═════ Dataset excerpts ═════

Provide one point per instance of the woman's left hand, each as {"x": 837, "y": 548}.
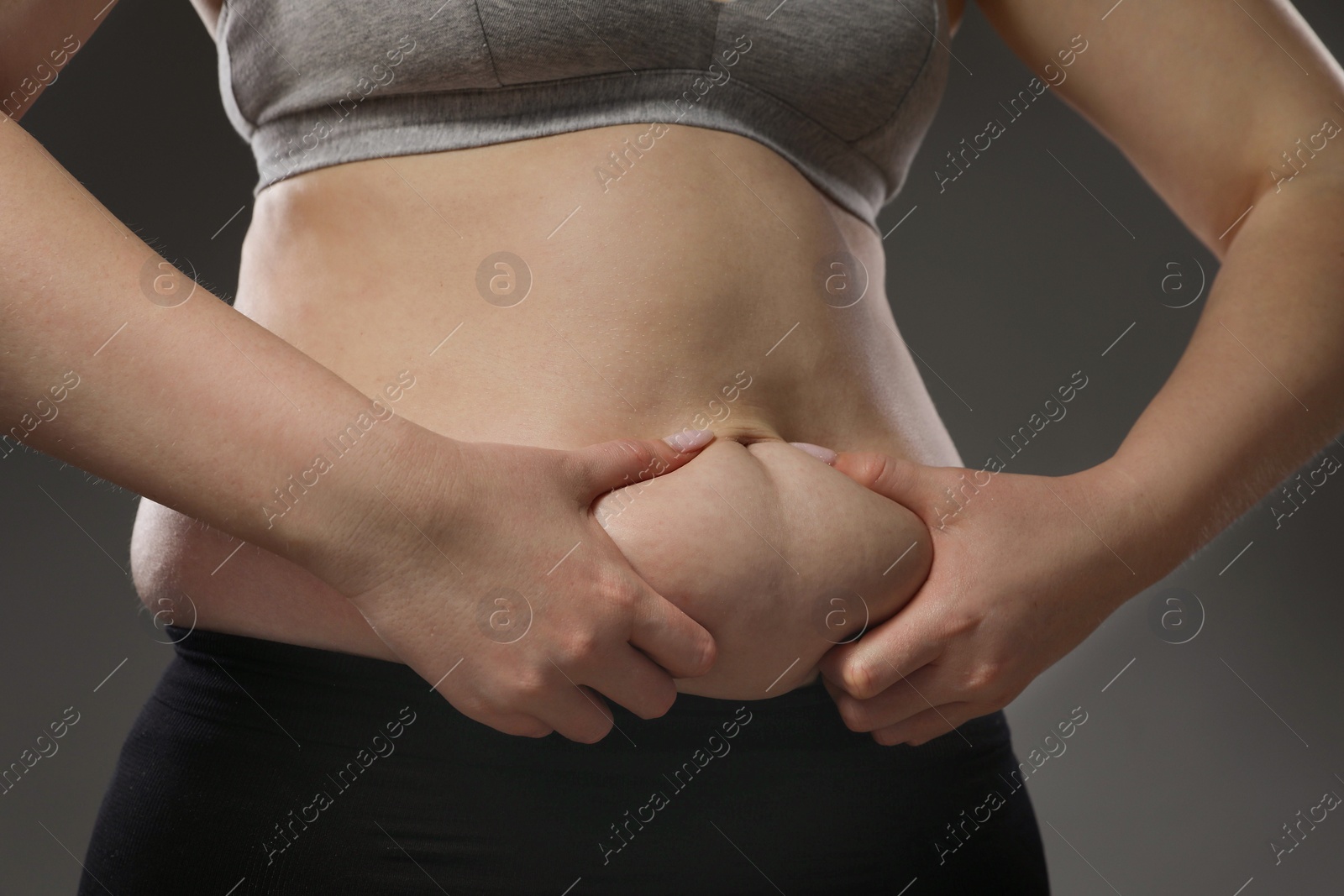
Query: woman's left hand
{"x": 1025, "y": 569}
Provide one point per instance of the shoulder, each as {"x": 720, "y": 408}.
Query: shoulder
{"x": 208, "y": 11}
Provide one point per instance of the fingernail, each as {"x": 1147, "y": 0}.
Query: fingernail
{"x": 690, "y": 439}
{"x": 826, "y": 456}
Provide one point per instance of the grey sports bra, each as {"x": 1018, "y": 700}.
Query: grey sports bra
{"x": 843, "y": 89}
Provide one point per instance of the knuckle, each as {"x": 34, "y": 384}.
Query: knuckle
{"x": 855, "y": 715}
{"x": 707, "y": 654}
{"x": 591, "y": 732}
{"x": 638, "y": 452}
{"x": 656, "y": 701}
{"x": 984, "y": 676}
{"x": 578, "y": 647}
{"x": 617, "y": 591}
{"x": 860, "y": 679}
{"x": 528, "y": 687}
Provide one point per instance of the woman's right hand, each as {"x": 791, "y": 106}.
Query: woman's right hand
{"x": 481, "y": 567}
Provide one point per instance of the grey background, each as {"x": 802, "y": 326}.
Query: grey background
{"x": 1189, "y": 761}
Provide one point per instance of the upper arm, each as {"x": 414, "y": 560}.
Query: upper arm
{"x": 38, "y": 39}
{"x": 1202, "y": 96}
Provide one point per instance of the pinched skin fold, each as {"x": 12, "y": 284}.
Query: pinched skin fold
{"x": 776, "y": 553}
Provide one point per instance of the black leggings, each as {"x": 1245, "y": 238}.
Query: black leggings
{"x": 279, "y": 768}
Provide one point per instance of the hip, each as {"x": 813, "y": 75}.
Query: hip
{"x": 306, "y": 770}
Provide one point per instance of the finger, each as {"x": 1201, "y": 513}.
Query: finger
{"x": 913, "y": 485}
{"x": 510, "y": 723}
{"x": 519, "y": 725}
{"x": 575, "y": 712}
{"x": 636, "y": 683}
{"x": 622, "y": 463}
{"x": 671, "y": 638}
{"x": 932, "y": 723}
{"x": 897, "y": 647}
{"x": 900, "y": 701}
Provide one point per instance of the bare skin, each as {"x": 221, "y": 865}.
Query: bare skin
{"x": 349, "y": 265}
{"x": 644, "y": 308}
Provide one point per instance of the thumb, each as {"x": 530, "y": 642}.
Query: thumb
{"x": 922, "y": 490}
{"x": 613, "y": 465}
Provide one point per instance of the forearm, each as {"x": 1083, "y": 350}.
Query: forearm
{"x": 1261, "y": 385}
{"x": 192, "y": 405}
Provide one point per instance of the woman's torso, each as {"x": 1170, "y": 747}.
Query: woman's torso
{"x": 703, "y": 286}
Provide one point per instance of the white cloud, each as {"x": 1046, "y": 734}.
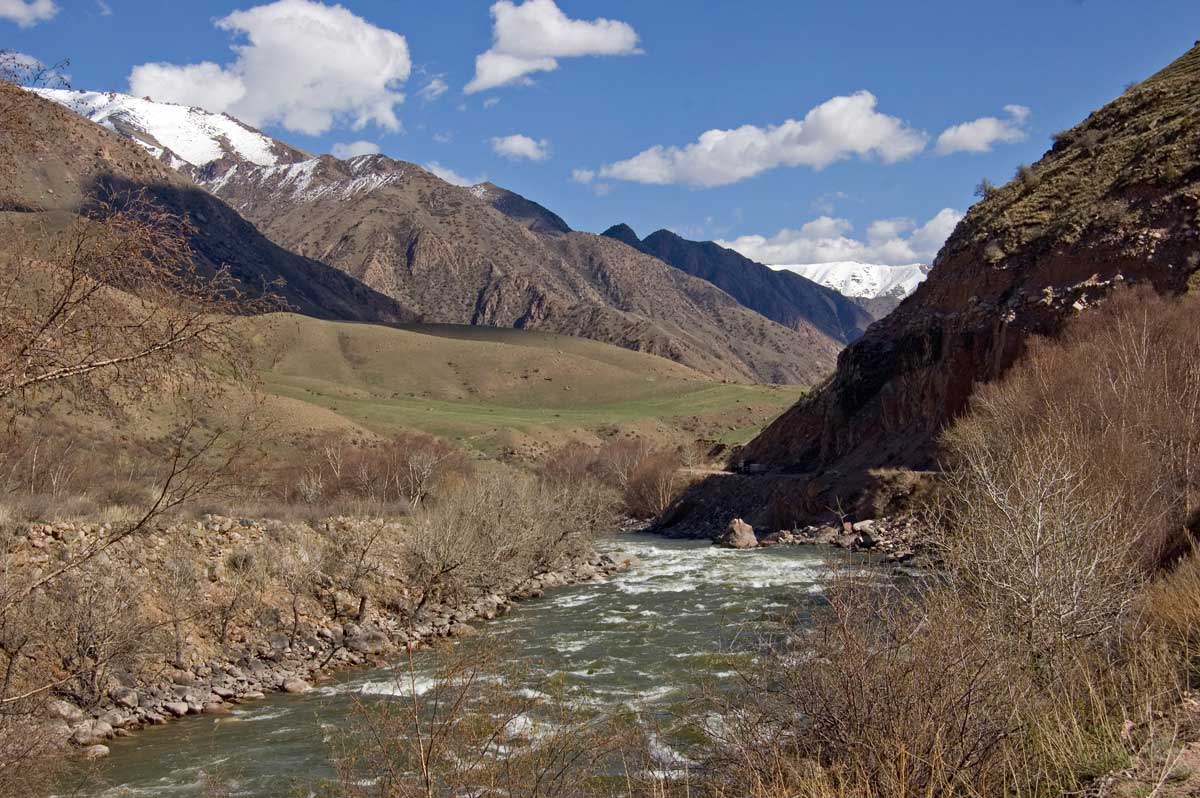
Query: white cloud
{"x": 25, "y": 70}
{"x": 532, "y": 36}
{"x": 304, "y": 65}
{"x": 827, "y": 239}
{"x": 433, "y": 89}
{"x": 981, "y": 135}
{"x": 28, "y": 13}
{"x": 353, "y": 149}
{"x": 453, "y": 177}
{"x": 205, "y": 85}
{"x": 838, "y": 129}
{"x": 519, "y": 147}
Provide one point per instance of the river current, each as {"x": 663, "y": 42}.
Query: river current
{"x": 639, "y": 641}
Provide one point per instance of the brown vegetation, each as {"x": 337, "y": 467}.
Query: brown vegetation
{"x": 648, "y": 479}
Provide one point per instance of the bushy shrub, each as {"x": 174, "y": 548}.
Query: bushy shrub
{"x": 647, "y": 478}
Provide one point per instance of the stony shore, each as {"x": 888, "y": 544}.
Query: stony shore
{"x": 898, "y": 541}
{"x": 274, "y": 665}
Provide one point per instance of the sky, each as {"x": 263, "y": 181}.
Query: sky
{"x": 795, "y": 131}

═════

> [Given instruction] Write out every row above again, substituting "Target" for each "Query" and keeping everything else the same. Leave out the pictures.

> [Answer]
Provide one point per instance of the woman's left hand, each as {"x": 837, "y": 548}.
Target: woman's left hand
{"x": 1025, "y": 569}
Provide one point per instance of the shoulder, each as {"x": 720, "y": 408}.
Target: shoulder
{"x": 208, "y": 11}
Provide one point per instance of the fingernail, each as {"x": 1147, "y": 0}.
Target: fingernail
{"x": 690, "y": 439}
{"x": 826, "y": 456}
Provide one point per instance of the grey sports bra, each as {"x": 1018, "y": 700}.
Target: grey sports bra
{"x": 843, "y": 89}
Provide one point per instance of the knuckle, each as {"x": 34, "y": 384}.
Target: knuckle
{"x": 855, "y": 715}
{"x": 707, "y": 654}
{"x": 591, "y": 732}
{"x": 638, "y": 452}
{"x": 656, "y": 701}
{"x": 984, "y": 676}
{"x": 578, "y": 647}
{"x": 617, "y": 591}
{"x": 860, "y": 679}
{"x": 528, "y": 687}
Provide one point per instance of the woman's right hand, each as {"x": 791, "y": 106}.
Target: woman's right hand
{"x": 481, "y": 567}
Provide one point per instance of the grey background, each as {"x": 802, "y": 326}.
Target: grey background
{"x": 1189, "y": 761}
Provide one point per instance of the upper arm, each as {"x": 414, "y": 560}.
Target: upper arm
{"x": 38, "y": 39}
{"x": 1202, "y": 96}
Provide one point per instance of the pinched skin fold, each as {"x": 12, "y": 284}.
Target: pinched skin fold
{"x": 776, "y": 553}
Provide one point per instance of the black leggings, each as {"x": 1245, "y": 238}.
Target: black leggings
{"x": 279, "y": 768}
Provide one point per instance of the hip, each as {"x": 813, "y": 75}.
Target: hip
{"x": 306, "y": 770}
Provide one point per instance of the finger, each as {"x": 1201, "y": 513}.
Target: finger
{"x": 913, "y": 485}
{"x": 510, "y": 723}
{"x": 519, "y": 725}
{"x": 575, "y": 712}
{"x": 636, "y": 683}
{"x": 622, "y": 463}
{"x": 671, "y": 638}
{"x": 932, "y": 723}
{"x": 897, "y": 647}
{"x": 900, "y": 701}
Provide one point per instance of the bare skin, each as {"x": 221, "y": 865}.
Target: bare skin
{"x": 349, "y": 265}
{"x": 644, "y": 308}
Provide one point per instance of the thumb, each as {"x": 530, "y": 642}.
Target: thumb
{"x": 922, "y": 490}
{"x": 613, "y": 465}
Provide one point per instance of the forearm, each as {"x": 1083, "y": 350}.
Target: forearm
{"x": 1261, "y": 385}
{"x": 192, "y": 405}
Provide one point per instance of the woman's torso, each as {"x": 1170, "y": 747}.
Target: woman's torso
{"x": 703, "y": 286}
Provide one point per instance of the white cloud, each as {"x": 1046, "y": 734}.
Target: white cloud
{"x": 25, "y": 70}
{"x": 532, "y": 36}
{"x": 304, "y": 65}
{"x": 827, "y": 239}
{"x": 433, "y": 89}
{"x": 981, "y": 135}
{"x": 28, "y": 13}
{"x": 353, "y": 149}
{"x": 453, "y": 177}
{"x": 205, "y": 85}
{"x": 838, "y": 129}
{"x": 519, "y": 147}
Provide one point per instance of the river current, each as {"x": 663, "y": 42}.
Target: river current
{"x": 639, "y": 641}
Provide one point per instance of the brown vegetation, each as {"x": 337, "y": 467}.
Target: brown vegetation
{"x": 648, "y": 479}
Provide one point per instance of the bushy shrub, each as {"x": 174, "y": 548}.
Target: bushy shrub
{"x": 647, "y": 478}
Provide one point per instance of the stony shore, each as {"x": 888, "y": 544}.
Target: stony shore
{"x": 898, "y": 541}
{"x": 274, "y": 665}
Provide one point per instance of the sky, each as {"x": 263, "y": 181}.
Target: sky
{"x": 795, "y": 131}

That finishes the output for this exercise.